Set exercise: Render each nonblank line of the rows below as one entry in a Markdown table with two columns: Line No., numbered from 1, and Content, holding the line itself.

Data to process:
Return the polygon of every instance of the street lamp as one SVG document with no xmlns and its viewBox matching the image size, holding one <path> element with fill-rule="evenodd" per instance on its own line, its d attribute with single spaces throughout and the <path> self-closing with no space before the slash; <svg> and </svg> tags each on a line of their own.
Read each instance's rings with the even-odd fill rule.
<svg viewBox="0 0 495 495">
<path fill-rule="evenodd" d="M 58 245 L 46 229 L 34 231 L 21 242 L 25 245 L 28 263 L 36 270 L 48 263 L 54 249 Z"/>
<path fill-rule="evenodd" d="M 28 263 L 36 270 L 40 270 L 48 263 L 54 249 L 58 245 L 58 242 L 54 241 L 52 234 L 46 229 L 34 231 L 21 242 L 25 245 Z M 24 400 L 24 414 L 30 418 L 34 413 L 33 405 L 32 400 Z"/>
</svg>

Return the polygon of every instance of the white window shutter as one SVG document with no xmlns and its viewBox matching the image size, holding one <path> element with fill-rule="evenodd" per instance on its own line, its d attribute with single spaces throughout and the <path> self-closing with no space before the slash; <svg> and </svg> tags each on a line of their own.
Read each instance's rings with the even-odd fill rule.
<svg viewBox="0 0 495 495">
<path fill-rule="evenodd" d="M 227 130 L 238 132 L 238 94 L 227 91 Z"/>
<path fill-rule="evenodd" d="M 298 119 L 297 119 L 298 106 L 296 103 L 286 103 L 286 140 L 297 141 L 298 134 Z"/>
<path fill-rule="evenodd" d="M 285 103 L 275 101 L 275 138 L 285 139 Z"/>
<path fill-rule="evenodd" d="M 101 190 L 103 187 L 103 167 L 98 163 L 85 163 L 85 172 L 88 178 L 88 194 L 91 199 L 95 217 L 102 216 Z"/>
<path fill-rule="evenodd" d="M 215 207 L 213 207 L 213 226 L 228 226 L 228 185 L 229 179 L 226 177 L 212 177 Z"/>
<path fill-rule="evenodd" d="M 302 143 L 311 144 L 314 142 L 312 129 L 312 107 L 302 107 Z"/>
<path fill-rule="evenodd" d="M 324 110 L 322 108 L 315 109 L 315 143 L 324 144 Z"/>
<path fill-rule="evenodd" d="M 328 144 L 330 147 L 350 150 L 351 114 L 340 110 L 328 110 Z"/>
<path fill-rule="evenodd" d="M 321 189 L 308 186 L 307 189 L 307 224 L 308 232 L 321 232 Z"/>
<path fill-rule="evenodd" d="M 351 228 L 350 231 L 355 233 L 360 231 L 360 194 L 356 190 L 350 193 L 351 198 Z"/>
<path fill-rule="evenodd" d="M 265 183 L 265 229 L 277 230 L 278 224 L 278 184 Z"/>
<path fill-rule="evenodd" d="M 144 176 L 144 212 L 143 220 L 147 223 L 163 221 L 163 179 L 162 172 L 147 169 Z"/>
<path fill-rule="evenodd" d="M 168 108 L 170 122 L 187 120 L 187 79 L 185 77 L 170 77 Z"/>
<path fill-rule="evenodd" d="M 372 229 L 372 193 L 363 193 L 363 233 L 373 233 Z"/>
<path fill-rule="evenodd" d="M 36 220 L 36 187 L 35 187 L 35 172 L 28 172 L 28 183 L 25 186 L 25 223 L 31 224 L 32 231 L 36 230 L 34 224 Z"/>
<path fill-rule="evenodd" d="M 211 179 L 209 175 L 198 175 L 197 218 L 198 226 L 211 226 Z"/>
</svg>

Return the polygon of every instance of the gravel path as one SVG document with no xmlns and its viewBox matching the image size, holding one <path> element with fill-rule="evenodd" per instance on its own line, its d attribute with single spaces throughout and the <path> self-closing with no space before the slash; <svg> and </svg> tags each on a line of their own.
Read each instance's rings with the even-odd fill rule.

Correct response:
| Line No. | Content |
|---|---|
| 1 | Return the polygon of every instance of the street lamp as one SVG document with no xmlns and its viewBox matching the image size, holding one <path> element with fill-rule="evenodd" per instance on its own line, its d attribute with single spaces throughout and the <path> self-closing with no space before the slash; <svg> and </svg> tags each on a line of their own. |
| 2 | Read each instance's rings with the even-odd fill rule. |
| 3 | <svg viewBox="0 0 495 495"> |
| 4 | <path fill-rule="evenodd" d="M 58 245 L 46 229 L 34 231 L 21 242 L 25 245 L 28 263 L 36 270 L 48 263 L 54 249 Z"/> |
| 5 | <path fill-rule="evenodd" d="M 28 263 L 36 270 L 40 270 L 48 263 L 54 249 L 58 245 L 58 242 L 54 241 L 52 234 L 46 229 L 34 231 L 21 242 L 25 245 Z M 24 400 L 24 414 L 30 418 L 34 413 L 33 405 L 32 400 Z"/> |
| 6 | </svg> |
| 7 | Return the polygon of every instance of the white window shutter as one SVG document with no xmlns and its viewBox matching the image size, holding one <path> element with fill-rule="evenodd" per instance on its own line, its d attribute with single spaces throughout and the <path> self-closing with no space before the slash; <svg> and </svg> tags each on a line of their own. |
| 8 | Read each instance's rings with the even-odd fill rule. |
| 9 | <svg viewBox="0 0 495 495"> |
| 10 | <path fill-rule="evenodd" d="M 227 130 L 238 132 L 238 94 L 227 91 Z"/> |
| 11 | <path fill-rule="evenodd" d="M 298 119 L 297 119 L 298 106 L 296 103 L 286 103 L 286 140 L 297 141 L 298 134 Z"/> |
| 12 | <path fill-rule="evenodd" d="M 285 103 L 275 101 L 275 138 L 285 139 Z"/> |
| 13 | <path fill-rule="evenodd" d="M 101 190 L 103 187 L 103 167 L 98 163 L 85 163 L 85 172 L 88 178 L 88 194 L 91 199 L 95 217 L 102 216 Z"/> |
| 14 | <path fill-rule="evenodd" d="M 215 207 L 213 207 L 213 226 L 228 226 L 228 185 L 229 179 L 226 177 L 212 177 Z"/> |
| 15 | <path fill-rule="evenodd" d="M 302 143 L 311 144 L 314 142 L 312 129 L 312 107 L 302 107 Z"/> |
| 16 | <path fill-rule="evenodd" d="M 324 110 L 322 108 L 315 109 L 315 143 L 324 144 Z"/> |
| 17 | <path fill-rule="evenodd" d="M 328 144 L 330 147 L 350 150 L 351 114 L 340 110 L 328 110 Z"/> |
| 18 | <path fill-rule="evenodd" d="M 321 189 L 308 186 L 307 189 L 307 224 L 308 232 L 321 232 Z"/> |
| 19 | <path fill-rule="evenodd" d="M 351 228 L 350 231 L 355 233 L 360 231 L 360 194 L 356 190 L 350 193 L 351 198 Z"/> |
| 20 | <path fill-rule="evenodd" d="M 265 183 L 265 229 L 277 230 L 278 224 L 278 184 Z"/> |
| 21 | <path fill-rule="evenodd" d="M 144 176 L 144 212 L 143 220 L 147 223 L 163 221 L 163 179 L 162 172 L 147 169 Z"/> |
| 22 | <path fill-rule="evenodd" d="M 168 108 L 170 122 L 187 120 L 187 79 L 185 77 L 170 77 Z"/> |
| 23 | <path fill-rule="evenodd" d="M 372 229 L 372 193 L 363 193 L 363 233 L 373 233 Z"/> |
| 24 | <path fill-rule="evenodd" d="M 36 220 L 36 187 L 35 187 L 35 172 L 28 172 L 28 183 L 25 186 L 25 223 L 31 224 L 32 231 L 36 230 L 34 224 Z"/> |
| 25 | <path fill-rule="evenodd" d="M 211 179 L 209 175 L 198 175 L 197 218 L 198 226 L 211 226 Z"/> |
| 26 | </svg> |
| 27 | Return the polygon of every instance of the gravel path as one SVG document with no xmlns and its viewBox matching the image size, holding one <path> element with fill-rule="evenodd" per instance on its own line, its d attribute with single spaces throughout and the <path> self-closing with no space before the slash; <svg> and </svg> tags each on a line of their own. |
| 28 | Read each instance's rings with the even-odd fill rule. |